Source data:
___

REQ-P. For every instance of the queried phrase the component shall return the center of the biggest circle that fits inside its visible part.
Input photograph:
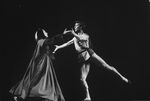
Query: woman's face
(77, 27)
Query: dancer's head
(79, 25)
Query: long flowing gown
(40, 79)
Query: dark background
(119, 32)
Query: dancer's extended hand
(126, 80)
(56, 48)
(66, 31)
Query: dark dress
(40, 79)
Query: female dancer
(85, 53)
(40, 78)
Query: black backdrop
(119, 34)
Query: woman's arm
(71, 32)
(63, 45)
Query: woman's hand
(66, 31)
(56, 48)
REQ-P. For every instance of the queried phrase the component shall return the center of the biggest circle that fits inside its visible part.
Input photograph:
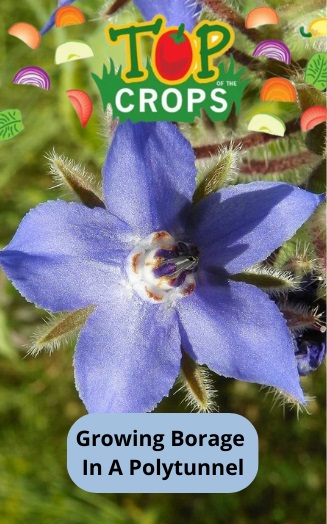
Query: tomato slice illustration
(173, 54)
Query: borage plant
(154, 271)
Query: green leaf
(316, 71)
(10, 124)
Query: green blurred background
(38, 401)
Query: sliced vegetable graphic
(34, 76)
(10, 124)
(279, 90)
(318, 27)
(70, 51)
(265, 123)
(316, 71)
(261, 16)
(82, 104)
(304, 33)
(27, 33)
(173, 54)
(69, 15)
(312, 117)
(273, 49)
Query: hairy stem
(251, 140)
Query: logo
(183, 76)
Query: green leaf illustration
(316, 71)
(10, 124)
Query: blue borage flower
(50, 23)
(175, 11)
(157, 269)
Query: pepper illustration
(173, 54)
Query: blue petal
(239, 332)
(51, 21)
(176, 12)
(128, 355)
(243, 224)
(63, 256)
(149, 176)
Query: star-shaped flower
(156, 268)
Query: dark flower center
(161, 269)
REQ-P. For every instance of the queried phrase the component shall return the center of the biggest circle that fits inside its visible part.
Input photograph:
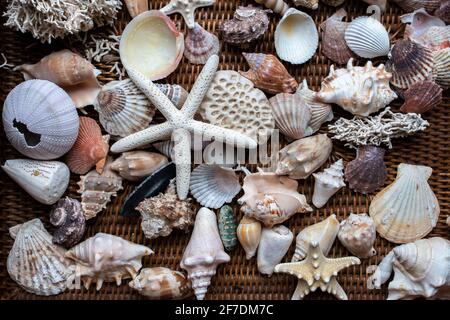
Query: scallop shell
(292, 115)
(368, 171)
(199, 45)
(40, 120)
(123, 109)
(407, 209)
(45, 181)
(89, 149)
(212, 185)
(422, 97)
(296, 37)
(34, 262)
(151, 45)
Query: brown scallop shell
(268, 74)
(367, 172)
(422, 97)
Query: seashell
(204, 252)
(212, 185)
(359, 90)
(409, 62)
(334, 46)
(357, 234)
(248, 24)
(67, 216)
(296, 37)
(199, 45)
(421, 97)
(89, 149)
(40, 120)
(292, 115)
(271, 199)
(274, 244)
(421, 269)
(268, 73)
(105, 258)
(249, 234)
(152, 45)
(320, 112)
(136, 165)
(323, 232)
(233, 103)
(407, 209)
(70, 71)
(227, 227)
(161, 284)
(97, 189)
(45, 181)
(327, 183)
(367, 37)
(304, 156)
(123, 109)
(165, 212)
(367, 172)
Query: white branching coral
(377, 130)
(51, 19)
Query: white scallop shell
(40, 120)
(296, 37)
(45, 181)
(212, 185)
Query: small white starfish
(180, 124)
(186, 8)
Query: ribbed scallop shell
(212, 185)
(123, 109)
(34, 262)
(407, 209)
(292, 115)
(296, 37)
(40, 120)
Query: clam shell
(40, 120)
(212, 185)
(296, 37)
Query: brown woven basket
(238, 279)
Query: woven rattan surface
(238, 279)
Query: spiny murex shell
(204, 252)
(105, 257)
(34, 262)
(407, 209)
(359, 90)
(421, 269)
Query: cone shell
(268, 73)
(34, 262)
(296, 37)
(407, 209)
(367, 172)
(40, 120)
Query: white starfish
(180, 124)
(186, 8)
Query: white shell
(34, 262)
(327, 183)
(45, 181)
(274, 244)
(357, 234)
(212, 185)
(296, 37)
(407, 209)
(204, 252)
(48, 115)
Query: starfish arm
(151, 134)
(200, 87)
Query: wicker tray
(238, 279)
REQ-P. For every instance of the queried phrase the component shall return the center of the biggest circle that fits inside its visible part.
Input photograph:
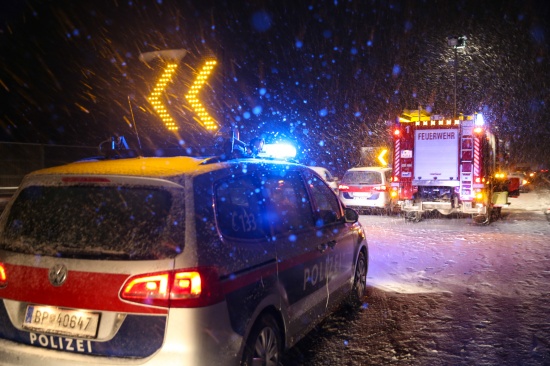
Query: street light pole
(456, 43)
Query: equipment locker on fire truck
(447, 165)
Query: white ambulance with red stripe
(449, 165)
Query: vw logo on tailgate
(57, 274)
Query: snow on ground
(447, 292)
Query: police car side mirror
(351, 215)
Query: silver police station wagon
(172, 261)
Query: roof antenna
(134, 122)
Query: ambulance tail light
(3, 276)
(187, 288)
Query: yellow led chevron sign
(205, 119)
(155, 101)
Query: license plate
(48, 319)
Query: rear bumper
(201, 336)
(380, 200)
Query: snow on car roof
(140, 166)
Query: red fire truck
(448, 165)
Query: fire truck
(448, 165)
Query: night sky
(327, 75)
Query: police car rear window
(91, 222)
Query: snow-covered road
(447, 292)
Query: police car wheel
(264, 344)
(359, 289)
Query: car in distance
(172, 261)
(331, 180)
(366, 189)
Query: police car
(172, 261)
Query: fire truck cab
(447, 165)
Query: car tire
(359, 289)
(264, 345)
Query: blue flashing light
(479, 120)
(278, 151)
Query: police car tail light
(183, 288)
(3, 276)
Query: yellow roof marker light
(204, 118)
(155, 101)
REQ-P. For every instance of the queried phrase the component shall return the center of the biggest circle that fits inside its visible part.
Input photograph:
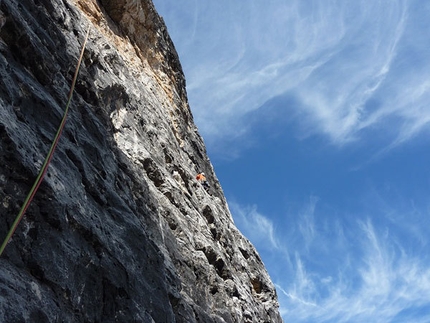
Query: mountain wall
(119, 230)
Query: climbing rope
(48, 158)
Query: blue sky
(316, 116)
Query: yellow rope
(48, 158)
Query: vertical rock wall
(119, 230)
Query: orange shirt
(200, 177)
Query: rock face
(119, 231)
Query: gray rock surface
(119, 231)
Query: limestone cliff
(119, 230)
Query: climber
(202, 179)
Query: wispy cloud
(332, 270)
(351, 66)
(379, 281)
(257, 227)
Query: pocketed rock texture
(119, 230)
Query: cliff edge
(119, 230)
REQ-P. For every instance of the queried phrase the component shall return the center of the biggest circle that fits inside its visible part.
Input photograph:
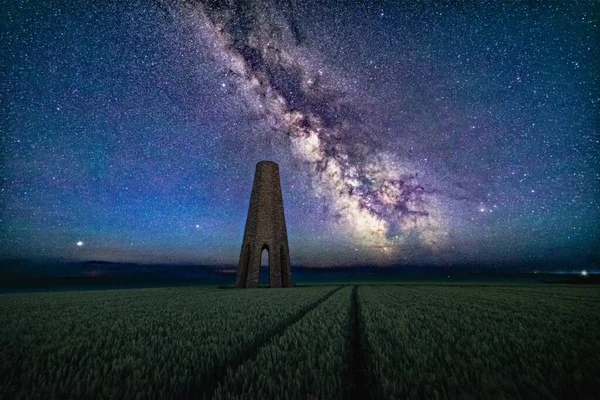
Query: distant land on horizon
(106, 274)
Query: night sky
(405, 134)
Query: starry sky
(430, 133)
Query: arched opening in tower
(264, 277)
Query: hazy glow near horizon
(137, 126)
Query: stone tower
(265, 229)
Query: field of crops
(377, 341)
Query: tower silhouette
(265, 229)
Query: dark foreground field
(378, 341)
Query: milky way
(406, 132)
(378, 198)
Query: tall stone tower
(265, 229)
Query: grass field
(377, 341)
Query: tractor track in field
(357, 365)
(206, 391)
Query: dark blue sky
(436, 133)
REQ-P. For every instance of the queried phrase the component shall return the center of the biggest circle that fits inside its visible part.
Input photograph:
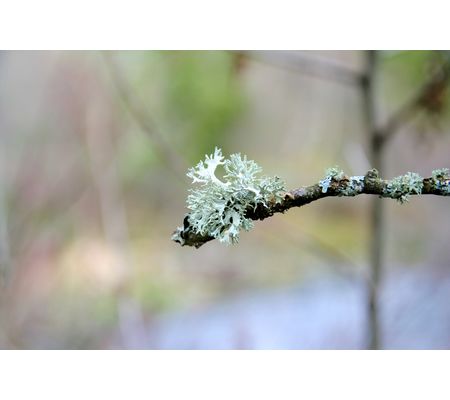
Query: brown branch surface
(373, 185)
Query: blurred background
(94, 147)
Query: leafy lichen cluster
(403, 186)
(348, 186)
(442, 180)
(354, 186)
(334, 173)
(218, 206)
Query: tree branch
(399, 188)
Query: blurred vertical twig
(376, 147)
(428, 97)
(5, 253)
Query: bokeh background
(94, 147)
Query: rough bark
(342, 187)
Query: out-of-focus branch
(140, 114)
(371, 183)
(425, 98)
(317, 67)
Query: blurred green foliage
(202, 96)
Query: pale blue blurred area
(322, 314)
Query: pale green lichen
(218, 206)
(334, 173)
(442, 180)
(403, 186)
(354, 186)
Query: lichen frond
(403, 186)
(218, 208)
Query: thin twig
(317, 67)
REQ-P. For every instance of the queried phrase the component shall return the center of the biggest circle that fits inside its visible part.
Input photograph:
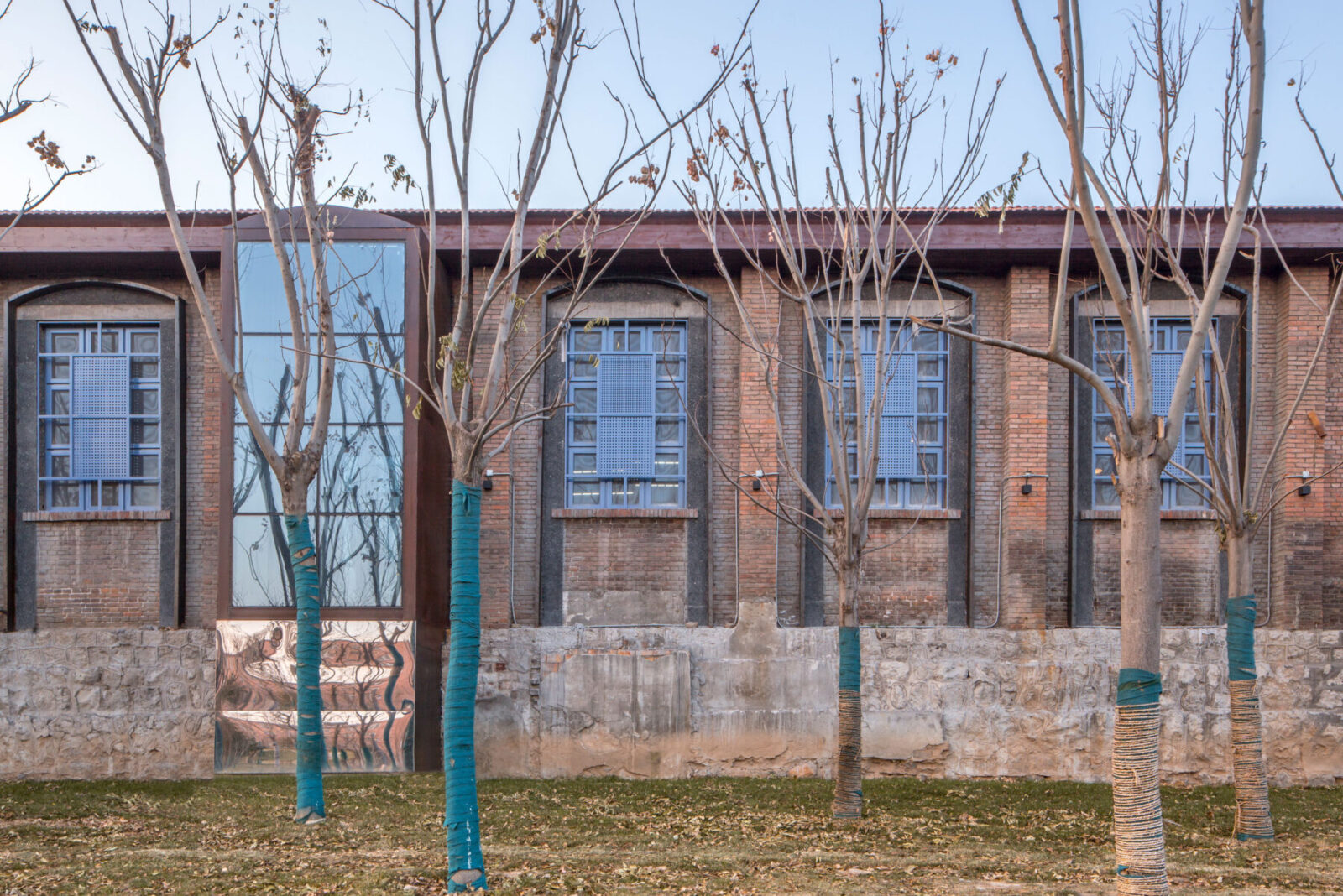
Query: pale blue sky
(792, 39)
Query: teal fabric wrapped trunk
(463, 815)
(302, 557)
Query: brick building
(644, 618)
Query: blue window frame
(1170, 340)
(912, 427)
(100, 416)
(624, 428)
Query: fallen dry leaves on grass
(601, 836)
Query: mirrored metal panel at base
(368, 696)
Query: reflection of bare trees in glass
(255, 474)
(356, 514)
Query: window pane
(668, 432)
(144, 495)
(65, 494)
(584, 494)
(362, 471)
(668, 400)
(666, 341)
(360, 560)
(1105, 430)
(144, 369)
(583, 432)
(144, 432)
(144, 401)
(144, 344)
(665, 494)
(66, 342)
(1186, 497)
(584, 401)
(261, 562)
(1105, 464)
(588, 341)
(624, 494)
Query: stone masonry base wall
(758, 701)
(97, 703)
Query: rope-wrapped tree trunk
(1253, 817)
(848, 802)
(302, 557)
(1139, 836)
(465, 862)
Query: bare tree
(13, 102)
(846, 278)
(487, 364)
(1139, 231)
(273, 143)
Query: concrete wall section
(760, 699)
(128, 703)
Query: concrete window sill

___

_WRITTEN REQUEST_
Print the lines from the one holding "Query: rough bark" through the last line of the records, word for word, and omit the pictures.

_TASK OUTPUT_
Query: rough bark
(342, 187)
Query: out-of-focus branch
(140, 114)
(371, 183)
(425, 98)
(317, 67)
Query: blurred green foliage
(202, 96)
Query: pale blue blurred area
(322, 314)
Query: pale green lichen
(218, 206)
(334, 173)
(442, 180)
(403, 186)
(354, 186)
Query: lichen frond
(403, 186)
(218, 208)
Query: thin twig
(317, 67)
REQ-P. For every instance of the queried phrase the component shall return the center of the biggest circle that fits inside its visible part.
Input photograph:
Query: pale blue sky
(792, 39)
Query: teal fabric wrapped trunk
(463, 815)
(302, 557)
Query: brick building
(644, 618)
Query: blue window frame
(1170, 340)
(912, 427)
(100, 416)
(624, 428)
Query: fallen dry leaves on grass
(601, 836)
Query: mirrored metal panel at base
(368, 696)
Query: reflection of bare trees in glass
(255, 474)
(356, 514)
Query: window pane
(668, 432)
(144, 495)
(65, 494)
(584, 494)
(362, 471)
(668, 400)
(666, 341)
(360, 560)
(1105, 430)
(144, 369)
(583, 432)
(144, 432)
(144, 401)
(144, 344)
(665, 494)
(66, 342)
(1186, 497)
(584, 401)
(261, 562)
(1105, 464)
(588, 341)
(624, 494)
Query: stone masonry base wall
(758, 701)
(97, 703)
Query: rope-wrapped tree trunk
(1253, 817)
(848, 802)
(302, 557)
(1139, 836)
(465, 862)
Query: bare tree
(13, 102)
(846, 278)
(487, 364)
(1139, 231)
(273, 143)
Query: concrete wall section
(760, 699)
(128, 703)
Query: concrete window sill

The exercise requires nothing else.